お茶畑のあとすぐに自然栽培は難しい カルシウムが欠乏している畑

埼玉県飯能市には、お茶畑がたくさんあります。

色は静岡 香りは宇治よ 味は狭山でとどめさす

こんな言葉があるほど、狭山茶のおいしさは有名です。飯能市の精明地区は、お茶とお蚕さん(桑)が主力作物だったそうです。私たちが2013年に農業を始めたころには、茶畑や桑畑をつぶして、年に数回耕耘してきれいにしている、または除草剤を播いて草管理をしている畑がいくつもありました。その後も、大きなトラクターで茶畑をつぶす作業をたくさん見て、茶畑が少しずつなくなっています。

飯能市では、農業を始めるときに茶畑を借りる機会が多いです。
そして、元茶畑では無施肥でアブラナ科が育たない

ということが分かったので自然栽培を志す仲間と情報共有をしたいと思いました。

小島農園で借りた茶畑

小島農園では、今まで大小5か所の茶畑を借りました。
2015年 ヤギ2.5反
2018年 ウシ2.5反(上段、中段、下段、3枚に分かれている)
2018年 キョン0.8反
2019年 ネズミ 0.2反
2019年 ヤマネ 0.5反

ウシの畑の下段以外は、作物の育ちが悪かったです。

キョンの畑で2018年の8月9月播きのアブラナ科が育たなかった様子をビデオで紹介しています。

2020年にもキョンの畑について考察しました。直播したアブラナ科が育たない。堆肥を使って苗を作ったものは育っている。
葉物の生育が本葉数枚で止まっちゃうキョンの畑のふしぎ

キョンの畑では、
1.直播のアブラナ科が育たない。特に赤リアスからし菜とルッコラは本葉1枚くらいで生育が止まる
2.10㎝のポットで育てた苗(こぶ高菜、キャベツなど)は育つ
3.大根は大きくないけど育つ
4.茶ノ木を燃やした場所はよく育つ
5.夏野菜のゴマ、ラッカセイ、さつまいもはよく育った

元お茶畑の土壌分析

2023年に、アライヘルメットの自然科学室の研究員の千徳さんが、菌根菌の調査にきてくれました。菌根菌については、別のブログに書きます。
菌根菌は、難溶性のミネラルを運ぶことができるので、土壌診断では可給態のイオンだけでなく難溶性の「リン、カリウム、石灰、苦土、マンガン、鉄、銅、亜鉛、アルミニウム」の値を調べてくれました。通常の土壌診断では可給態の情報だけしかわかりません。

元お茶畑で特徴的だったのが、次の2つです。
1.Phが低い
2.交換性石灰が低い

交換性石灰は250mg/100g~400mg/100gが適切といわれていますが、「ウシの畑下段」以外はとても低いです。特に千徳さんも驚いたのが「ネズミの畑」の10mg/100gです。こんなに交換生石灰が低いのは見たことがないそうです。

全量石灰に注目してください。
元お茶畑でも、「ウシの畑 下段」は野菜も雑草もよく育ちます。水が集まる畑で、周りの畑からミネラルが集まっているのではと推測しています。

データセット:

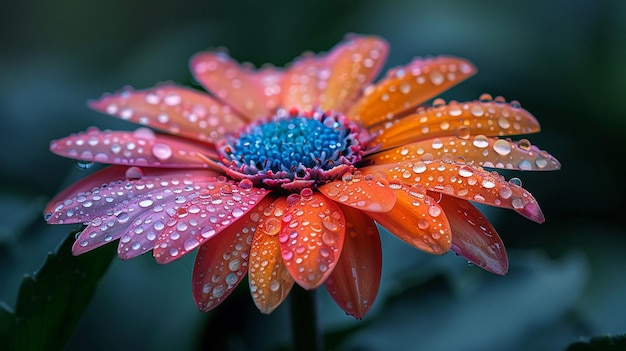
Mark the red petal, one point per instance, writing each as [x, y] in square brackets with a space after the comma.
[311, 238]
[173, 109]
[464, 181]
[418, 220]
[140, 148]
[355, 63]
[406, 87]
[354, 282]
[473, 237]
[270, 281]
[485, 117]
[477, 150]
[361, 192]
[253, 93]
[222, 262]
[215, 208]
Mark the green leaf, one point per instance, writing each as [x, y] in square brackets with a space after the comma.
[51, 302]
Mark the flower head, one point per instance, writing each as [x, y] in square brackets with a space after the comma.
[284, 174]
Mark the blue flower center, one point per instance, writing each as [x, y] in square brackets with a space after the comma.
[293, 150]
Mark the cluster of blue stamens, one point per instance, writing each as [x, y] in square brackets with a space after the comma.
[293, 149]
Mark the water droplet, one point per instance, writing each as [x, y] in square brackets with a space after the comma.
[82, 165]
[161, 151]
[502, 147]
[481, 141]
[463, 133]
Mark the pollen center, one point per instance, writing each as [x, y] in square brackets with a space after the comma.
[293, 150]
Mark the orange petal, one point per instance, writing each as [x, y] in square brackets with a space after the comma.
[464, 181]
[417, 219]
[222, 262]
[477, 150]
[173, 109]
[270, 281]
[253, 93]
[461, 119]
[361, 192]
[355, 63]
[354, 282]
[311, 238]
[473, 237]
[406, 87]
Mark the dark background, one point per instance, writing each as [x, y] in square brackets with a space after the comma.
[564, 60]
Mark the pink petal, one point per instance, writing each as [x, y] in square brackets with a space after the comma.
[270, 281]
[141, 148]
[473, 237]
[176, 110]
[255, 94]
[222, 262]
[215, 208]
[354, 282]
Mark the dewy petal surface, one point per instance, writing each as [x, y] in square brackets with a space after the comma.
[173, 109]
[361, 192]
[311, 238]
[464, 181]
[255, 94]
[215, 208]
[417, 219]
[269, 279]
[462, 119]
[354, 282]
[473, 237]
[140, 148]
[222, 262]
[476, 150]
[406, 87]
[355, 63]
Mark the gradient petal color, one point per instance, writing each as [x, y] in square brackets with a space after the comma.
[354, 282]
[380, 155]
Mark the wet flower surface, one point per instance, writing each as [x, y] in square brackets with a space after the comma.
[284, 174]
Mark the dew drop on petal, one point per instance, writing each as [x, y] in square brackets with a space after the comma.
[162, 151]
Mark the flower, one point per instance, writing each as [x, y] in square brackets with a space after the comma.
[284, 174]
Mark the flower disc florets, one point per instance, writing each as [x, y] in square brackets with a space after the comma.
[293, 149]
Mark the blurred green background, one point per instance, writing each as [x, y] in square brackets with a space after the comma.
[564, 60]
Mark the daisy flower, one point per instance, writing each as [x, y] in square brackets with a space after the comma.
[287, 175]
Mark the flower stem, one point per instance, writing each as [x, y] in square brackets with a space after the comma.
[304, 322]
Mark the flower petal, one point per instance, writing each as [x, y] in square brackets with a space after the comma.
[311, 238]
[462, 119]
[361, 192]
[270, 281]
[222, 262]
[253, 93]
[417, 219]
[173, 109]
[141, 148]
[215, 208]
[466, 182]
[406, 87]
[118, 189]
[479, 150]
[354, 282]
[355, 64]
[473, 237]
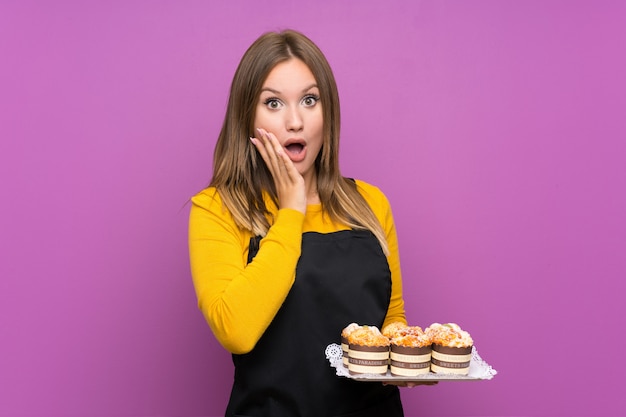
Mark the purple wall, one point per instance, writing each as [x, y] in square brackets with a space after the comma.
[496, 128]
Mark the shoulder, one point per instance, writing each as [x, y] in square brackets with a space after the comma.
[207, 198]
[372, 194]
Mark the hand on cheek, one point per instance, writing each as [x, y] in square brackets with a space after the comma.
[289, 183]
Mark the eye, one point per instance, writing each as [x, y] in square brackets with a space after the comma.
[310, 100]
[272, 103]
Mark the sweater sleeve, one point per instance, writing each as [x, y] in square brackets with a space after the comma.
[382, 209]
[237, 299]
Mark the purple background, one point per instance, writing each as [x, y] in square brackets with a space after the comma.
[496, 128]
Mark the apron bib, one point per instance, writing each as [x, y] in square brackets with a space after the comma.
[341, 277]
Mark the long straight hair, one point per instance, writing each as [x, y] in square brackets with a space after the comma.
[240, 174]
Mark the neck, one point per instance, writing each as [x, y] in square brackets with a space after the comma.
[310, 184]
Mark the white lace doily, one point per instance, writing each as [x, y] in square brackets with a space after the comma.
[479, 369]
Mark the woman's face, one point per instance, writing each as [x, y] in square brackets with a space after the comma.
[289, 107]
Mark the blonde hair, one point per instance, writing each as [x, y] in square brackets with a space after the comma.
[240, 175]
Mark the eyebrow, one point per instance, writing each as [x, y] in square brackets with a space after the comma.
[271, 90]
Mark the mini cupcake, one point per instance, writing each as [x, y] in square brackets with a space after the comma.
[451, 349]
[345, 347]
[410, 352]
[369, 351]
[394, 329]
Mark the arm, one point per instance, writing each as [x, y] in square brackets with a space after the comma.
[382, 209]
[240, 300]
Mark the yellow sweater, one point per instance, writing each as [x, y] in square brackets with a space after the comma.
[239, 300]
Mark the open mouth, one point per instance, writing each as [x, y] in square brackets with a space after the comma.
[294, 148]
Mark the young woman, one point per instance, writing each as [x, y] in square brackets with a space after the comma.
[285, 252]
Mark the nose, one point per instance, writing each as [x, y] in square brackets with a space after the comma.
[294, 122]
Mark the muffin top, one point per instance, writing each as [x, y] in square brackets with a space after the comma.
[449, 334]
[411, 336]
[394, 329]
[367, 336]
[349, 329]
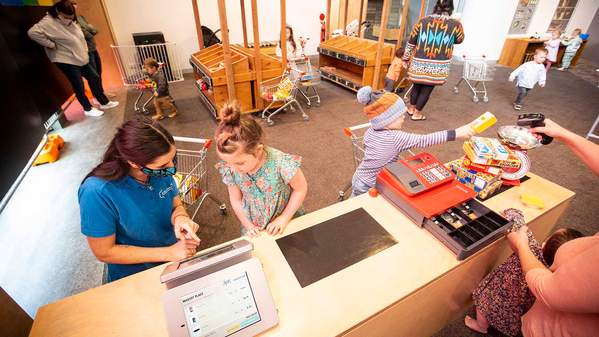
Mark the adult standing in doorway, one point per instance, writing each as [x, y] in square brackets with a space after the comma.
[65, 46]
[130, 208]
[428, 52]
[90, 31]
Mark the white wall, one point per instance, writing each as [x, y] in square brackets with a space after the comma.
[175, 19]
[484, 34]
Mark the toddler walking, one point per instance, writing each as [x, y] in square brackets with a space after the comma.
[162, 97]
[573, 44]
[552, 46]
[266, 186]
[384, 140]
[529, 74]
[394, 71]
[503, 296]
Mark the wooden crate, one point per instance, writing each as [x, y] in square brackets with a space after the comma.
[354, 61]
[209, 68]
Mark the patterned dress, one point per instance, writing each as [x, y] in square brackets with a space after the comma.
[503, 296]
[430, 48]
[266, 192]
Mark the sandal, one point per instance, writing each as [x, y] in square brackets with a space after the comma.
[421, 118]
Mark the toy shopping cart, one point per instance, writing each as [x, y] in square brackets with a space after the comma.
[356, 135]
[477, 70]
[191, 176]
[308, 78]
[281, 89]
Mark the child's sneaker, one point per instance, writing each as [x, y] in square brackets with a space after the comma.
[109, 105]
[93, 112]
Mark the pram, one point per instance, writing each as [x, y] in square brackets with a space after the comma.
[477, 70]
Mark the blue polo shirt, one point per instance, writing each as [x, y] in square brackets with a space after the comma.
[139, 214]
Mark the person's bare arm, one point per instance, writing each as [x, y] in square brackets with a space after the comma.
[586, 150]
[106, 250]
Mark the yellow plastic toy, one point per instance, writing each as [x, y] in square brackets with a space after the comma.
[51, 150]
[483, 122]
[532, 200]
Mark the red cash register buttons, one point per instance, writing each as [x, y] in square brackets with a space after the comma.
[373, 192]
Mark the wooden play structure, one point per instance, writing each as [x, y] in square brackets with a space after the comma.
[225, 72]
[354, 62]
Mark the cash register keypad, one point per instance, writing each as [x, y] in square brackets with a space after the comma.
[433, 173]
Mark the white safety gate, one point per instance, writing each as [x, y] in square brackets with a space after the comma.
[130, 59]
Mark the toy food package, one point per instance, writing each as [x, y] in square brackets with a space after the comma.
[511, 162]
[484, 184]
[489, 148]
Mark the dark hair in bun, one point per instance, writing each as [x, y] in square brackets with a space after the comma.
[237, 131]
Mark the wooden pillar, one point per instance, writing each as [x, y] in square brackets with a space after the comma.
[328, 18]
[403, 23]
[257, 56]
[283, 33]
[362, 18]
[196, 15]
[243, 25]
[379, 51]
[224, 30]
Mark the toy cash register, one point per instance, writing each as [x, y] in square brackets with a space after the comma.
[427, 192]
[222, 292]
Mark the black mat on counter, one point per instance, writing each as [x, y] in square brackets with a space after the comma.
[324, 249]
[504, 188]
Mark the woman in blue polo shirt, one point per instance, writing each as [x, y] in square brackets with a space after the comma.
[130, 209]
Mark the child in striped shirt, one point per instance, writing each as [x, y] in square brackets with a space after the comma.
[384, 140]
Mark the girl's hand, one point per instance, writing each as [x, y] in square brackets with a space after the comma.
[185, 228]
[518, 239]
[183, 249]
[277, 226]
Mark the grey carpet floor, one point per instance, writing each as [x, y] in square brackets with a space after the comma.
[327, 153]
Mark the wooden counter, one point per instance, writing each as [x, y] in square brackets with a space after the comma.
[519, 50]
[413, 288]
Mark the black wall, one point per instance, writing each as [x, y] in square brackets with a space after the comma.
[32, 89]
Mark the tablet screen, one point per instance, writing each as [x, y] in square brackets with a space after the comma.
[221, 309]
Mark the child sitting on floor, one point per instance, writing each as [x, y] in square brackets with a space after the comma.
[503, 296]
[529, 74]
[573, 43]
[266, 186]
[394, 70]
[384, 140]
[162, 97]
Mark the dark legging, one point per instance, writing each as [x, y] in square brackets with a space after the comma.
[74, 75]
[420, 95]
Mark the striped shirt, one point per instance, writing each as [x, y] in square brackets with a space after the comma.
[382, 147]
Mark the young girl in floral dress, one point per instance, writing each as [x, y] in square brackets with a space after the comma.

短い課題:
茶畑の文章を、「ということが分かったので自然栽培を志す仲間と情報共有をしたいと思いました。」を含む箇所から書き写し、「子をビデオで紹介しています。」まで写したら止める。

解答は下記:
ということが分かったので自然栽培を志す仲間と情報共有をしたいと思いました。

小島農園で借りた茶畑

小島農園では、今まで大小5か所の茶畑を借りました。
2015年 ヤギ2.5反
2018年 ウシ2.5反(上段、中段、下段、3枚に分かれている)
2018年 キョン0.8反
2019年 ネズミ 0.2反
2019年 ヤマネ 0.5反

ウシの畑の下段以外は、作物の育ちが悪かったです。

キョンの畑で2018年の8月9月播きのアブラナ科が育たなかった様子をビデオで紹介しています。